The limited media coverage, and the biased, inaccurate reporting included in what coverage the Dakota Access Pipeline has received in mainstream media is a microcosm of the endless denigration Native Americans suffer. The New York Times, Guardian, The Daily Beast and some other print outlets have provided ongoing coverage. However, the lack of an on-the-ground presence from major TV media outlets at Standing Rock is a result of CNN and most of the mainstream media’s lazy preference for propagating false narratives based on secondhand sources.

Sixth:     Social media usage easily overcame the lack of corporate media coverage of the events.  Protesters made adept use of Twitter, Facebook, YouTube,  GoFundMe, and Amazon Wish Lists to get information out to the people of the nation regarding their need for protest, their goals, what assistance they could use, and what they had to endure.   This ability to bypass the media blackout would prove to be — aside from their perseverance — the most important key to their success.

Seventh:    Allies fighting for social justice from all over the nation came together.  Many traveled to the sight to join the protests even if they could only stay a short time, but more importantly a tremendous number of people sent food, medical supplies, camping gear and equipment, and money to support their needs and legal fees as they continued their efforts.   Without these people banding together from all over the nation and around the world it would have been infinitely more difficult for the protesters to remain in place for as long as was needed to ensure success.

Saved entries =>
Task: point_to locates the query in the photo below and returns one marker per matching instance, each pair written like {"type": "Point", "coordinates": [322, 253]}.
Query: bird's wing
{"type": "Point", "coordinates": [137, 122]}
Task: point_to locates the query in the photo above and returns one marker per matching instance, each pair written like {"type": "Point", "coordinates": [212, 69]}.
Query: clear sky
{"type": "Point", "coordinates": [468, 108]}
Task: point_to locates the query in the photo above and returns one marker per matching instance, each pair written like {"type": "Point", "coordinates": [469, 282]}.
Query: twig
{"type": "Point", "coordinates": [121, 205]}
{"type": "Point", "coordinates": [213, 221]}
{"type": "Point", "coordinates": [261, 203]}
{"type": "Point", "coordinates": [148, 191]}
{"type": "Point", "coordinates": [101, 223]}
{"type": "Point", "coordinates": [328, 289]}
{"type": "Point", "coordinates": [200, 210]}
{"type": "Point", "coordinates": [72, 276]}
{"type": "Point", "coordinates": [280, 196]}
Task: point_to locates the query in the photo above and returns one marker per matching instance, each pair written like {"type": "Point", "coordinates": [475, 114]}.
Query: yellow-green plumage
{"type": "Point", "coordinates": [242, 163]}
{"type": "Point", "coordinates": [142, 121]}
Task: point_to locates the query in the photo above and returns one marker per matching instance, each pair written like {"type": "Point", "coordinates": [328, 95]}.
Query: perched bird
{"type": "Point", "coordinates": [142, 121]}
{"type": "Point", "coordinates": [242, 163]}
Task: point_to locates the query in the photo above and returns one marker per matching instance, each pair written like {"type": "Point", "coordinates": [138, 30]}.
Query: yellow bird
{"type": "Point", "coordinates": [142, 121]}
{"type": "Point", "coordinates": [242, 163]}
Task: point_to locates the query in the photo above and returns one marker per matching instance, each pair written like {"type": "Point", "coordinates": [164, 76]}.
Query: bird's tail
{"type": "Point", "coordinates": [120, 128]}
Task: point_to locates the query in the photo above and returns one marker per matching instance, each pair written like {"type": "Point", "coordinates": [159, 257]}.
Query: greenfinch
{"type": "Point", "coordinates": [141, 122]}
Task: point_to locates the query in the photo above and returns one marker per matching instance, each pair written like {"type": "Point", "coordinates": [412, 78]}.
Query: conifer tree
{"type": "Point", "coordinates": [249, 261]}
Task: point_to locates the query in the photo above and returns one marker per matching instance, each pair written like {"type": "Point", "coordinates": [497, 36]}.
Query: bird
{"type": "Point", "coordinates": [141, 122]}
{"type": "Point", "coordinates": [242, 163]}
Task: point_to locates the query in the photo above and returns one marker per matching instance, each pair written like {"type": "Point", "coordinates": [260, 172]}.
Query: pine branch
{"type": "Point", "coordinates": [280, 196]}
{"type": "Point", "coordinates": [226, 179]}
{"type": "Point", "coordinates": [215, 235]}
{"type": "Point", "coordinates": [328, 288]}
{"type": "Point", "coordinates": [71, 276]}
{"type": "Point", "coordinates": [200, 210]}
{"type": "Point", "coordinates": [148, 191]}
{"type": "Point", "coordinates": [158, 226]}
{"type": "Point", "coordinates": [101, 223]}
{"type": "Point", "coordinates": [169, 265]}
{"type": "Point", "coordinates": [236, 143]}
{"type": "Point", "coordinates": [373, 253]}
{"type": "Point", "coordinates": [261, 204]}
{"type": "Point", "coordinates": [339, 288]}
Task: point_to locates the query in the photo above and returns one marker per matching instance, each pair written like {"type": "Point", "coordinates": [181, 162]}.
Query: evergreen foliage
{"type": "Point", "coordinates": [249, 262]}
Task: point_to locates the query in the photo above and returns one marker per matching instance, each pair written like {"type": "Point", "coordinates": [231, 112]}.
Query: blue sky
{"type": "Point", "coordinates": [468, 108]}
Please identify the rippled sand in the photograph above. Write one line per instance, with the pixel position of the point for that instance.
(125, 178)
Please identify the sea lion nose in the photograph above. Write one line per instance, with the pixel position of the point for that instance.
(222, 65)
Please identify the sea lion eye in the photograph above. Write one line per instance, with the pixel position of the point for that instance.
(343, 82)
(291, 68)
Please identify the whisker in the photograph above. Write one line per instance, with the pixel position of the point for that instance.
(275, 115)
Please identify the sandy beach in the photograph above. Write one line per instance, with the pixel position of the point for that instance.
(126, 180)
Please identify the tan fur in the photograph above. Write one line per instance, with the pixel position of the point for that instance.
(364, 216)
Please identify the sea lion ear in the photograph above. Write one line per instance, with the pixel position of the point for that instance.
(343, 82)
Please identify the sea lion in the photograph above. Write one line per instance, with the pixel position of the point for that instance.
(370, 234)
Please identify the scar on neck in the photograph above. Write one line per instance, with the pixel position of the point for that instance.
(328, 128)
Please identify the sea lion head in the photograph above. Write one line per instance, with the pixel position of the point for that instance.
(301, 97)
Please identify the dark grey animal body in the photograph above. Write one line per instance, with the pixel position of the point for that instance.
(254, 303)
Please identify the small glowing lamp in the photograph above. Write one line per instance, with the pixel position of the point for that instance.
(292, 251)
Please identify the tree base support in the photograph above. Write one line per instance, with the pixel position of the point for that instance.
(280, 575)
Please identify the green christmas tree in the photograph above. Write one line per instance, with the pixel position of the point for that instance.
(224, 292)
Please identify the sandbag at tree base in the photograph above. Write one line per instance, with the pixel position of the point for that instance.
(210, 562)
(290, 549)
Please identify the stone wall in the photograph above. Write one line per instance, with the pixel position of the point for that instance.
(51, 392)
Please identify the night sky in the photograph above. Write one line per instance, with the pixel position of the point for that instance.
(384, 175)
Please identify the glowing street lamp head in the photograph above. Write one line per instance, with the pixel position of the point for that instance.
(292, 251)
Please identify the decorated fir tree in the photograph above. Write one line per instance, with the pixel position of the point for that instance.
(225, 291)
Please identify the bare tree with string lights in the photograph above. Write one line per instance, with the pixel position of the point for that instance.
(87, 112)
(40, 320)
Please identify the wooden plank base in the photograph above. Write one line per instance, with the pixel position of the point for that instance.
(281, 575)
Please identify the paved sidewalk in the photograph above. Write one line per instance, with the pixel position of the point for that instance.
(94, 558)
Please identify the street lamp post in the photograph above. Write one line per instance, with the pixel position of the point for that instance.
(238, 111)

What to produce => In the Dakota Access Pipeline text, what does the writer name as the most important key to the protesters' success besides their perseverance?

Problem solution => Their ability to bypass the media blackout by using social media.